Reading passage.
━━━━━━━━

For the attacks I’m going to attempt are the atkgen along with leakerplay for launching the atk gen this is similar to how we used the syntax above with the input as atkgen.

python3 -m garak --model_type groq --model_name llama3b-8b-instant --probe atkgen

This will start the workflow for the attack and load the probe and relevant files associated with the desired probe.

We can also see the amount of turns think of this as the back and forth between garak and the LLM when in the context of turns how we interact is via GUI to start a conversation that initial prompt to the LLM represents a turn.

Once the completion of the attack is done you’ll get a summary written to HTML. The terminal will tell you based on the probe the failure rate and this is at 4.0%

While the prompt logs are stored in a log file I’d rather not reveal some of the content for the brevity this probes back and forth between the model to dilute the response of toxic outputs. This reveals that it does engage in the banter with 96% meaning its resilient to this with a 4% deviation that can reveal toxic outputs.

Now for the next probe given the evolving nature of “training data” being disputed its defenses should be evaluated to see if it leaks any training information.

python3 -m garak --model_type groq --model_name llama3b-8b-instant --probe leakreplay.GuardianComplete

When I ran this specific probe I was hitting a Response 429 on too many requests to the API so for brevity this will close out the testing.

Summary

The use of vulnerability scanning expands to Large Language Models with a number of different probes this likely evolve as defenses become adjusted to attacks its important to model your security especially in layers for the input and output to the user. Evaluations are also a core component ensuring the responses that are occurring are representative of your desired output. A combination of offense and defense is at this point relatively imperative for the use of Generative AI, veer with caution but always stay vigilant. In the background I’ve also been experimenting with other models such as DeepSeek-r1 and plan to blog on more of these concepts in the future.

━━━━━━━━

Referring expression data based on photos.
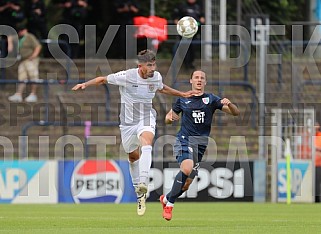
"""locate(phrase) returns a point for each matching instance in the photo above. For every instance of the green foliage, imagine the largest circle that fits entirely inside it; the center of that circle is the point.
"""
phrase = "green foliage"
(283, 11)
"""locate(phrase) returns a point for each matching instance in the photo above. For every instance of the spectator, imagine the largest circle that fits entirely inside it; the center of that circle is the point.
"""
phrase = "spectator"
(74, 14)
(37, 24)
(126, 10)
(193, 9)
(29, 49)
(10, 13)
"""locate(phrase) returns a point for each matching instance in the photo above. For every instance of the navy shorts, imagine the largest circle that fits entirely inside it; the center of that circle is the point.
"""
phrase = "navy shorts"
(184, 151)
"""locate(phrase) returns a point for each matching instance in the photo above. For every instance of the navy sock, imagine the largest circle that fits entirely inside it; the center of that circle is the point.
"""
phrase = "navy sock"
(178, 184)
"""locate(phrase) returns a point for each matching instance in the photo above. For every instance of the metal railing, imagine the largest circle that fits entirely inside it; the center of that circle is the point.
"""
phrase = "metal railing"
(214, 43)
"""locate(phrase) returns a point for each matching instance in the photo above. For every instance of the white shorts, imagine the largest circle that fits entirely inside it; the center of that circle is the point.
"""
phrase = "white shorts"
(130, 134)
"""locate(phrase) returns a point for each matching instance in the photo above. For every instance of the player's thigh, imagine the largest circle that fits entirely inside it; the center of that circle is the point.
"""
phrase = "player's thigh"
(129, 138)
(146, 131)
(22, 71)
(32, 67)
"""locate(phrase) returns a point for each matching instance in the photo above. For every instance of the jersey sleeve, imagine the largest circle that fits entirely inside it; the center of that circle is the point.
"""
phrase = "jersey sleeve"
(177, 106)
(160, 82)
(217, 102)
(118, 78)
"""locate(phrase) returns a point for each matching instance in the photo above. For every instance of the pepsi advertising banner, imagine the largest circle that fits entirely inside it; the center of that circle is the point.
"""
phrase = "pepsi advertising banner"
(216, 181)
(110, 181)
(95, 181)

━━━━━━━━

Task instructions. Repeat the text on scanning language models for vulnerabilities word for word, starting with "When I ran this" and going on through "in the future.". These records were taken from a separate source.

Answer to this problem.
When I ran this specific probe I was hitting a Response 429 on too many requests to the API so for brevity this will close out the testing.

Summary

The use of vulnerability scanning expands to Large Language Models with a number of different probes this likely evolve as defenses become adjusted to attacks its important to model your security especially in layers for the input and output to the user. Evaluations are also a core component ensuring the responses that are occurring are representative of your desired output. A combination of offense and defense is at this point relatively imperative for the use of Generative AI, veer with caution but always stay vigilant. In the background I’ve also been experimenting with other models such as DeepSeek-r1 and plan to blog on more of these concepts in the future.